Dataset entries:
===============
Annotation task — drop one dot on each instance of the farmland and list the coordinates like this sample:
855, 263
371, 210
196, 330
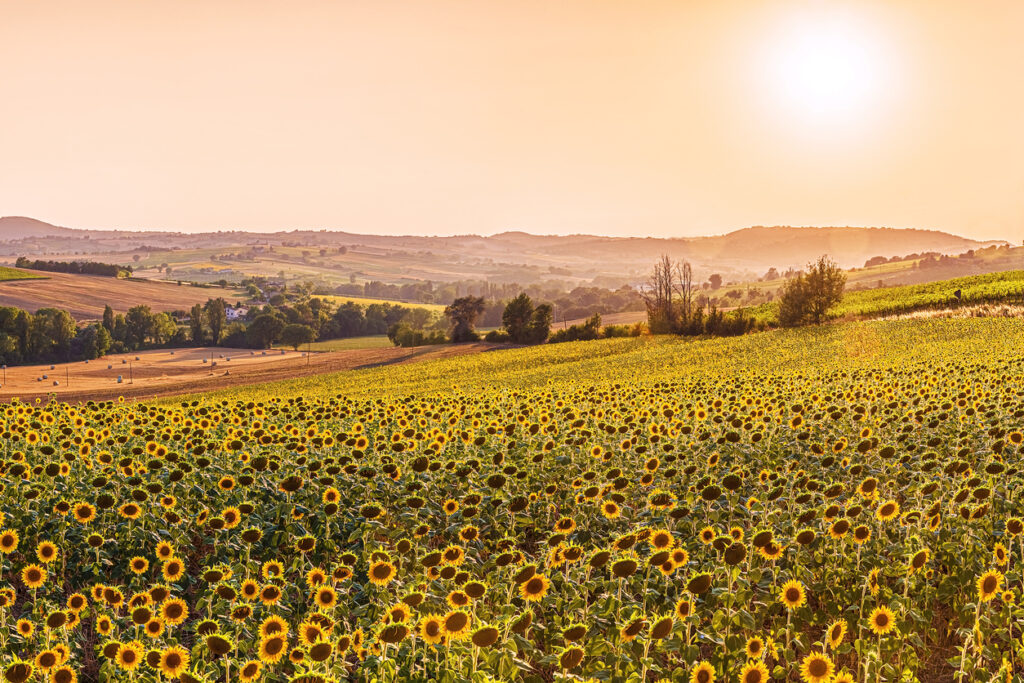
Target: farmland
840, 501
1004, 287
85, 296
7, 274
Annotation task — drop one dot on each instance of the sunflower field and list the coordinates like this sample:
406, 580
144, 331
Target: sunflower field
824, 506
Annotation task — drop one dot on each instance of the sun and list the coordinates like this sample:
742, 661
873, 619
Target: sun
826, 69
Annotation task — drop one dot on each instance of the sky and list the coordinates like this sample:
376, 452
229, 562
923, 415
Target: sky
670, 118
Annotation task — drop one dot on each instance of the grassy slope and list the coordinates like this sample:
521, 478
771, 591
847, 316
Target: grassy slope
563, 367
7, 274
892, 300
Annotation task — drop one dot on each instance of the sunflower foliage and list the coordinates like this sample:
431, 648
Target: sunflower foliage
855, 518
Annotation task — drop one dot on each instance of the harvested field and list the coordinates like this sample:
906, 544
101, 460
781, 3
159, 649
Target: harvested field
85, 296
164, 373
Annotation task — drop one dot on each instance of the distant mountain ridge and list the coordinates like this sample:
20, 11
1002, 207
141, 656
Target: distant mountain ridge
750, 251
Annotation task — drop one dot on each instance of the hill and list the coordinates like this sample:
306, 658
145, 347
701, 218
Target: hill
85, 296
19, 227
570, 497
341, 257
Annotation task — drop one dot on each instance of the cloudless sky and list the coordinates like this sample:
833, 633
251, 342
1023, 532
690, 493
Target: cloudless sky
440, 117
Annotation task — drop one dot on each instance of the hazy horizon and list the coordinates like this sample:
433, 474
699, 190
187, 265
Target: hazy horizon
657, 118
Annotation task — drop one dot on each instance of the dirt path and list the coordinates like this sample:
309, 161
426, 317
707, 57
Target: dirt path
166, 373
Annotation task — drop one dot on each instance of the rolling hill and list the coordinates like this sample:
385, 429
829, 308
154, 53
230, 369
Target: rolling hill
506, 257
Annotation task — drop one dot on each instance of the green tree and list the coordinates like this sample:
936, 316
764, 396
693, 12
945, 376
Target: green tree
216, 317
516, 318
807, 298
109, 317
264, 331
295, 335
540, 324
196, 324
138, 326
463, 313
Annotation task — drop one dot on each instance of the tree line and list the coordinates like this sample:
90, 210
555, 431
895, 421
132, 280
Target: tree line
673, 306
75, 267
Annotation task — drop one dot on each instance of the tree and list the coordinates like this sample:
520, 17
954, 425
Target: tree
463, 313
163, 329
109, 317
807, 298
540, 324
196, 324
138, 324
349, 321
516, 318
264, 331
295, 335
216, 317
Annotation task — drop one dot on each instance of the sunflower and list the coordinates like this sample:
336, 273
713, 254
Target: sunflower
325, 597
458, 599
46, 552
173, 569
154, 628
535, 588
381, 572
25, 628
754, 672
836, 632
273, 626
249, 589
887, 511
269, 595
610, 510
882, 621
47, 659
250, 671
130, 655
457, 624
702, 673
271, 648
793, 594
64, 674
174, 611
8, 541
130, 511
918, 561
660, 540
432, 629
872, 582
988, 585
84, 512
173, 662
33, 575
816, 669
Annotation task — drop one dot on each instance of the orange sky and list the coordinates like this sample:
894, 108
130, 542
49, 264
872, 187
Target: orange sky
613, 117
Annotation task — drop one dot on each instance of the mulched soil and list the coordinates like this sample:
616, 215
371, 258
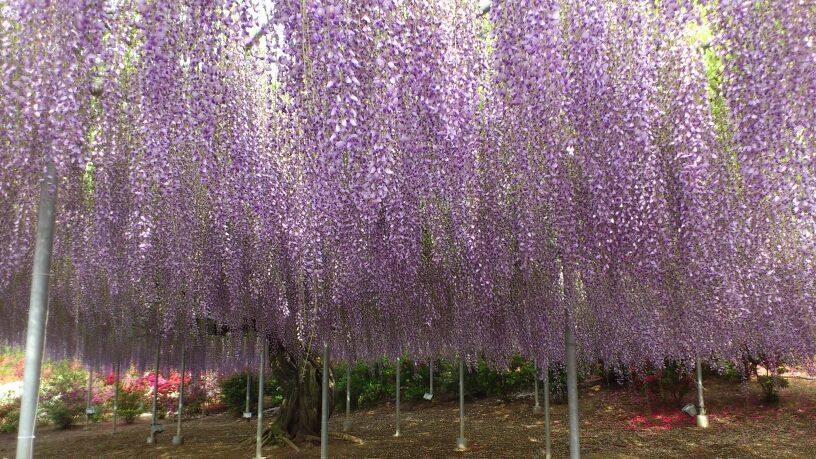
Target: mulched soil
614, 424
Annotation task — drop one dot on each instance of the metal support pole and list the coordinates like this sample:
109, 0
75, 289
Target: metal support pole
260, 427
547, 432
461, 442
247, 413
536, 406
347, 421
88, 399
155, 427
430, 374
572, 387
37, 313
324, 403
429, 395
116, 396
398, 433
178, 439
702, 417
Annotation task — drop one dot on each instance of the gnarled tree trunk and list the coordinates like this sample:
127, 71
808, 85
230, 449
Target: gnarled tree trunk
301, 380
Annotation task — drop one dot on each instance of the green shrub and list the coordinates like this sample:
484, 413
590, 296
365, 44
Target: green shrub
130, 405
64, 394
63, 413
9, 417
233, 391
771, 384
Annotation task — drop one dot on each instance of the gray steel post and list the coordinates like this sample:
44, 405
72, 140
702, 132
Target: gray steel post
260, 428
702, 417
398, 433
430, 372
324, 403
247, 413
536, 406
461, 442
37, 313
154, 426
88, 398
572, 387
347, 421
178, 439
547, 433
116, 397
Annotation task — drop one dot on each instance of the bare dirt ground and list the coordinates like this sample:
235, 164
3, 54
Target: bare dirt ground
614, 424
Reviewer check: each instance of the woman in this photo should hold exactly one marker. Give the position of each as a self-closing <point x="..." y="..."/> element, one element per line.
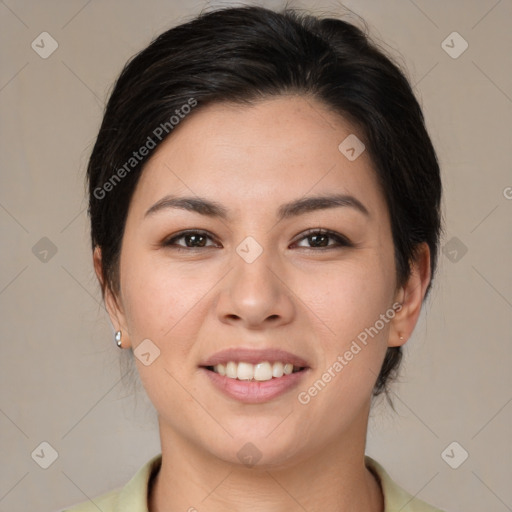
===============
What you will do:
Rewrite all of the material with "Reviewer check" swapped for "Quality check", leaving everything else the same. Don't include the pictures in your answer.

Worked solution:
Annotation task — drop one dot on each instance of the farmland and list the coordinates like this sample:
855, 263
371, 210
196, 330
Target: farmland
840, 501
1004, 287
85, 296
7, 274
Annotation task — drop one dot on each instance of the sunflower field and list the coordinates like this sample:
406, 580
144, 331
Target: sunflower field
824, 506
Annotation task — drop one dot on each instance of the sun and list the coordinates like this sample:
742, 661
873, 619
Target: sun
826, 69
Annotation task — drop one dot on each instance of the sky and list the coordinates like this sample:
376, 452
229, 562
923, 415
Target: sky
670, 118
Annotation task — drop one dot on each instance of the grassy slope and list the coordinates like this sample:
521, 478
771, 591
847, 316
Target: grassy slope
563, 367
7, 274
892, 300
Annotation task — drop one dot on each instance of the sunflower foliage and list the coordinates like this sample:
431, 648
Target: sunflower foliage
855, 518
Annotation task — drop one dot on each instance of the harvested field and list the coordinates like this sample:
906, 544
101, 460
781, 3
159, 649
Target: harvested field
85, 296
164, 373
Annotation task — drop one dot on each instance of the distant mountain ridge and list the coordinates like this sample:
20, 11
1002, 207
141, 656
Target: distant mountain ridge
750, 251
Annotation task — drop one dot on each instance of the hill and list the coordinates like this sample:
306, 658
145, 347
701, 218
Target: hill
85, 296
19, 227
570, 497
341, 257
Annotation task — drop one dot on each instance of the cloudless sky and list the coordinates like this sample:
833, 633
251, 342
1023, 532
690, 493
Target: cloudless sky
440, 117
Annotation task — drop one dot on each instance of the hazy horizon and list the coordinates like this sample:
433, 474
699, 190
187, 265
Target: hazy horizon
657, 118
Annotation task — drop one dot on each instance of the dirt path and list the coordinates like this sample:
309, 161
426, 317
707, 57
Target: dirt path
166, 373
Annotation task — drop one dot on each instance of the rolling hill and list the coordinates like this sample:
385, 429
829, 308
154, 53
230, 369
Target: rolling hill
506, 257
Annotation task — drop one dot on each instance of the green tree and list the coordinates like this sample:
936, 316
764, 396
693, 12
945, 376
Target: green tree
216, 317
516, 318
807, 298
109, 317
264, 331
295, 335
540, 324
196, 324
138, 326
463, 313
Annotation task — drop one dot on each instance of the tree line and list the coordinates like this sample:
90, 210
555, 431
895, 421
132, 280
Target: tree line
673, 306
75, 267
Annotation task — drop one dot on each instance of the tree and list the coordinates like this sample:
520, 17
954, 425
Target: tree
463, 313
163, 329
109, 317
807, 298
540, 324
196, 324
138, 324
349, 321
516, 318
264, 331
295, 335
216, 317
Annotation task — drop one dot on each instance of the sunflower and list the coordinates like this sample:
336, 273
713, 254
Target: sunflower
325, 597
458, 599
46, 552
173, 569
154, 628
535, 588
381, 572
25, 628
754, 672
836, 632
273, 626
249, 589
887, 511
269, 595
610, 510
882, 621
47, 659
250, 671
130, 655
457, 624
702, 673
271, 648
793, 594
64, 674
174, 611
8, 541
130, 511
918, 561
660, 540
432, 629
872, 582
988, 585
84, 512
173, 662
33, 575
816, 669
Annotation task — drop one dot on each instance of the orange sky and list the coordinates like this sample:
894, 108
130, 542
49, 264
872, 187
Target: orange sky
613, 117
Annotation task — drop one dot on each instance of the mulched soil and list the coordinates like this sample:
616, 215
371, 258
Target: mulched soil
614, 424
Annotation task — drop one dot on each instance of the metal support pole and list the coordinates like this sample:
109, 0
75, 289
Target: metal support pole
260, 427
547, 432
461, 442
247, 413
536, 406
347, 421
88, 399
155, 427
430, 374
572, 387
37, 313
324, 403
429, 395
116, 396
398, 433
178, 439
702, 417
Annotation task — drop one dot on each instance of the gnarled tree trunk and list the coordinates like this sample:
127, 71
808, 85
230, 449
Target: gnarled tree trunk
301, 380
Annotation task — drop one dot on each instance of the green shrub and list the coordinates like this sample:
484, 413
590, 296
365, 44
Target: green shrub
130, 405
64, 394
63, 413
9, 417
233, 391
771, 384
Annotation task — drop one dot on each instance of the gray steel post and list the coordinates like this sample:
44, 405
72, 140
702, 132
Target: gray steel post
260, 428
702, 417
398, 433
430, 372
324, 403
247, 413
536, 406
461, 442
37, 313
154, 426
88, 398
572, 387
347, 421
178, 439
547, 433
116, 397
Annotation task — drop one dot on each instance of the bare dirt ground and list the coordinates like this sample:
235, 164
3, 54
Target: bare dirt ground
614, 424
Quality check: each instance of the woman in this photo should hold exactly one marker. Give the position of each as a self-closing <point x="..." y="..."/> element, one element per line.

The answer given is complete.